TASK BRIEF = Find every line in the records that contains the word "white" and copy each such line; matching is case-sensitive.

-- begin RECORDED INFORMATION --

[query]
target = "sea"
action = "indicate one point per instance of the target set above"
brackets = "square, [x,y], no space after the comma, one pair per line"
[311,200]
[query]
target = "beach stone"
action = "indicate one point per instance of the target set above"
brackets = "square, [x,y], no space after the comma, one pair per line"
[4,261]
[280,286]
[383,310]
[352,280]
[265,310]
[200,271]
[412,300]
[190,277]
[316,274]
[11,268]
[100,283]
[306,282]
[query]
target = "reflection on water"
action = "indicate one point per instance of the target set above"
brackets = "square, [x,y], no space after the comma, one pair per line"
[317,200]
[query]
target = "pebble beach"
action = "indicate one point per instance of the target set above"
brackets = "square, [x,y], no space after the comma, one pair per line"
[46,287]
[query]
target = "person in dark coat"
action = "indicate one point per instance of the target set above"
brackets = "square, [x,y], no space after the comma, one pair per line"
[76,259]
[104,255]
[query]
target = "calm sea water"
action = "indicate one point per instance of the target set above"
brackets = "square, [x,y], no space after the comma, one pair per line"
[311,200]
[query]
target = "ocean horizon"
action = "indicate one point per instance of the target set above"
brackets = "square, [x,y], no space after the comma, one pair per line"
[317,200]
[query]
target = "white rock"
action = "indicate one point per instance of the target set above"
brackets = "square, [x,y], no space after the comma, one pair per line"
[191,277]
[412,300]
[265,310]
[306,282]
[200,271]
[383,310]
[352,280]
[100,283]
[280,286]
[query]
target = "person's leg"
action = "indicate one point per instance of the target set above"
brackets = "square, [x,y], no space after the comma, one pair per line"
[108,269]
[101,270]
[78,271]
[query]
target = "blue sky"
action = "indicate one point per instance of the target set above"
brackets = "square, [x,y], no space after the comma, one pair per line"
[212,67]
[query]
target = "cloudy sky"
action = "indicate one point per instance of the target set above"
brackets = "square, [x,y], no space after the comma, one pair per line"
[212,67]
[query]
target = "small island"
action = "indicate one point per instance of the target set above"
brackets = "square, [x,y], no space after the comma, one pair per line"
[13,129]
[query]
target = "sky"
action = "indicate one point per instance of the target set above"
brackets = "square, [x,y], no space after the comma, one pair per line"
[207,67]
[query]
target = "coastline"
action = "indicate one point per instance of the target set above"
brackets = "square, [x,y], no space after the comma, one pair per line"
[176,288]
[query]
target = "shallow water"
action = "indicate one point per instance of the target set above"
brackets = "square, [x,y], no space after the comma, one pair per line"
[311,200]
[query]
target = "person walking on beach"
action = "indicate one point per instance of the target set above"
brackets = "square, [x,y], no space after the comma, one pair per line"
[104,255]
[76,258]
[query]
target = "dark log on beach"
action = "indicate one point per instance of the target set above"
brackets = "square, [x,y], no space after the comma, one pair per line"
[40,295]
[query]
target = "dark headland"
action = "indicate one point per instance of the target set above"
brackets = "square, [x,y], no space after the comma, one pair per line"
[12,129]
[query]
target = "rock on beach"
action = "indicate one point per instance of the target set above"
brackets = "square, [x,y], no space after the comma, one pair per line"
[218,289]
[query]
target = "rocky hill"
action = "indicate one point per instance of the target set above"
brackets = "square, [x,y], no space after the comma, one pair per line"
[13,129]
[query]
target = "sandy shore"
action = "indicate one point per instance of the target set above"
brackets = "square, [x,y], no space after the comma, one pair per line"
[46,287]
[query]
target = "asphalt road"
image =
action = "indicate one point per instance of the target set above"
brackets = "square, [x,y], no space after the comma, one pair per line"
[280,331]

-- end RECORDED INFORMATION --
-- begin RECORDED INFORMATION --

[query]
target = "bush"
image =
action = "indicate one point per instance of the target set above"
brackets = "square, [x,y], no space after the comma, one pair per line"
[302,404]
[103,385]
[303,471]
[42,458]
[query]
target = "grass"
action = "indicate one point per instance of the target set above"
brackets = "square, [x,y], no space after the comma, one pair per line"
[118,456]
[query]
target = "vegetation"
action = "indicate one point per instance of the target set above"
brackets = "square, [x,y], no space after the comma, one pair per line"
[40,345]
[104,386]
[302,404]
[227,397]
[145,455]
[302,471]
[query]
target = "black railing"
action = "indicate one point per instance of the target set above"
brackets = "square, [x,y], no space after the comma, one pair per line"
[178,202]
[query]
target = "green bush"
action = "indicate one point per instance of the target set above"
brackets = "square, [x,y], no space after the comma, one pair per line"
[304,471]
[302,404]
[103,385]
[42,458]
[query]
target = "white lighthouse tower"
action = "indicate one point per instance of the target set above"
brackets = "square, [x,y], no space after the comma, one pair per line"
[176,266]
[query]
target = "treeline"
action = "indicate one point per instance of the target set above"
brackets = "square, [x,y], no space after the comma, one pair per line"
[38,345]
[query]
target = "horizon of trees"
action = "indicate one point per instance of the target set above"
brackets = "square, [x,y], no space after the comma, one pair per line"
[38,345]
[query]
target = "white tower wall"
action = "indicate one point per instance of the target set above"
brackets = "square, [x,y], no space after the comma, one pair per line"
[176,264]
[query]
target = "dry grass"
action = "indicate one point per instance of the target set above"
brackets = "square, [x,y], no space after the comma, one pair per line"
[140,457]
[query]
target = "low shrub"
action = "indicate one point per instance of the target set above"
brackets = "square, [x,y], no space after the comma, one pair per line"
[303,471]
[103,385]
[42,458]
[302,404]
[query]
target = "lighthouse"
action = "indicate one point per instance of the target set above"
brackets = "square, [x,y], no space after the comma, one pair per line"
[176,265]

-- end RECORDED INFORMATION --

PROBLEM SOLUTION =
target = "white rock"
target = "white lighthouse tower"
target = "white tower wall"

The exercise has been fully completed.